--- Start of Provided text ---

Adani Saga and the Indian Foreign Policy

Adani Group, a global business conglomerate, has had a meltdown of its shares in the last week in the wake of the Hindenburg report published on the firm’s brazen stock manipulation and fraud practices in the last decade. The report accused Gautam Adani, Group’s founder, has amassed over $120 billion, of which over $100 billion has been accumulated in the last three years.

Since the publication of the report, Adani Group has also called off a Rs 20,000 crore fully subscribed FPO (follow-on public offer), claiming the volatility in the stock market over its price. Ever since Adani Group has accrued a loss of over $100 billion in stocks and other assets. More importantly, the company has come under the radar of the countries where Adani has invested—which includes investments in the ASEAN region, South Asian countries, Israel, and Australia, to name a few.

What are the implications on Indian foreign policy?

Foreign Institutional Investments

The immediate implication of the Hindenburg report has been the FII’s (Foreign Institutional Investor) faith in the Indian economy. Adani, who was once claimed to be the “darling” of FIIs, has now caused a dent in foreign investor confidence. Recently, India has been an alternative to China for global investors.

However, the Adani Saga will likely take over foreign investors’ current mood on Indian Market and Businesses. Since the Hindenburg report—and the firm’s inability to respond to allegations—global funds have pulled out over 1.45 billion dollars from stocks in Indian companies in two days. Therefore, foreign investment confidence is likely to have the biggest impact.

Regulatory Scanner

Since Adani and his firm have invested worldwide, Adani Group will more likely come under scrutiny by various country regulators. Following the Hindenburg report, the Australian Security and Investments Commission has announced that it would look into the “allegations against Adani” and determine further possibilities for the firm. Similarly, Sri Lanka has raised red flags about India’s assertion over Sri Lanka to give the project to the Adani firm.

Due to the Hindenburg report, Bangladesh has asked Adani to revise their purchasing price of the fuel, which would mean that Adani Power would receive a significantly lower amount than initially quoted. While it is evident that Adani has had a great fortune in recent years, the Hindenburg report is likely to cause a dent in his firm’s prospects abroad. If this trend persists, the other firms abroad may also come under the scanner.

Adani Meets Foreign Leaders

Gautam Adani, former India’s wealthiest person and the former World’s third-richest man, has had a great working relationship with the Indian Government. He has been instrumental in partnering with firms abroad—from Asia to Africa to the Americas. Amid the crisis, Adani Group has also acquired Strategic Haifa port in Israel, where Adani—himself—met with Israeli Prime Minister Benjamin Netanyahu.

Adani has met with most of—if not all—the presidents and prime ministers of visiting countries. Recently, he has been a prime figure in business/ economic partnerships with countries abroad. He has been seen as instrumental in shaping India’s business side of Act-East, Neighbourhood first, and Act-West policies. In Sri Lanka, Adani’s investments were considered a balancing act by India’s firms as opposed to investments in China.

--- End of Provided text ---
--- Start of Available data ---

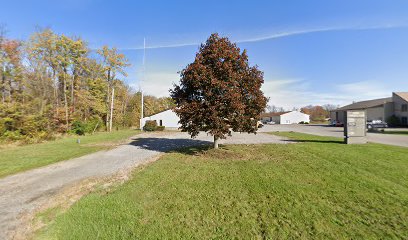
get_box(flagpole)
[140,38,146,129]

--- End of Available data ---

Directions:
[A] In the text on the Adani saga and Indian foreign policy, which port in Israel did Adani Group acquire amid the crisis?
[B] Carry the text on the Adani saga and Indian foreign policy forward from its last sentence.

Answers to the problems:
[A] The strategic Haifa port.

[B]
Touted as “investment diplomacy”, Adani firms have established themselves in Australia, Malaysia, Israel, UAE, Bangladesh and Sri Lanka. With Hindenburg, Adani is likely to cause India’s image a huge blow in terms of its foreign policy relations with the countries where Adani firms are established. The blow on Adani firm has come when India is hosting the G20 group of leading economies. There will be significant pressure on India to push back against the Adani Group.

A Way for New Partners

The Adani downfall would also mean that the other firms in India—such as those of Reliance, Tata and others—will gain significant traction in building future partnerships abroad. Since Gautam Adani’s rise must be contextualised with the rise of Narendra Modi’s BJP government, there will be relatively very less scope for the government to manoeuvre between Adani and the foreign pressure over Adani’s firms.

However, this is also an opportunity for Government to renavigate its business side of foreign relations by pushing for newer business partners in Tata and Reliance in their quest for foreign partnership. It will also give greater leverage for India’s government to navigate through crises such as this.

What are the future prospects?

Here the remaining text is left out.